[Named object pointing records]
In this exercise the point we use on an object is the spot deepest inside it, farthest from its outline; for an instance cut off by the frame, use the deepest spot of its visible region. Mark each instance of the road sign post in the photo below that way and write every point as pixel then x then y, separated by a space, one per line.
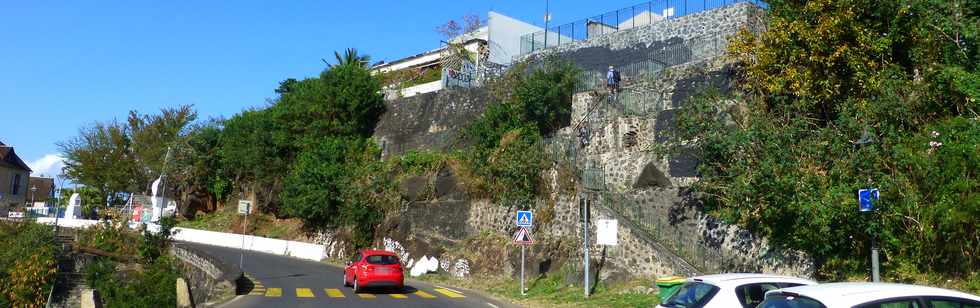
pixel 525 219
pixel 244 207
pixel 585 243
pixel 867 199
pixel 523 237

[PROBLEM] Render the records above as a two-column CSV with the headers "query" and "answer", one row per record. Put each record's text and its answer in a single quoted field each, replace line breaks with spaces, and leave the pictures out.

[RESULT BELOW]
query,answer
"In this exercise the point we use on an object is the spot deepest inside it, farthest from its outline; for an instance cut off by the frame, use the deepest spot of its visible region. Mark each instance of the road sign post in the photo below that way and write every point as pixel then x then y, separated by a space, one per line.","pixel 525 219 pixel 244 207 pixel 585 243 pixel 867 199 pixel 523 237"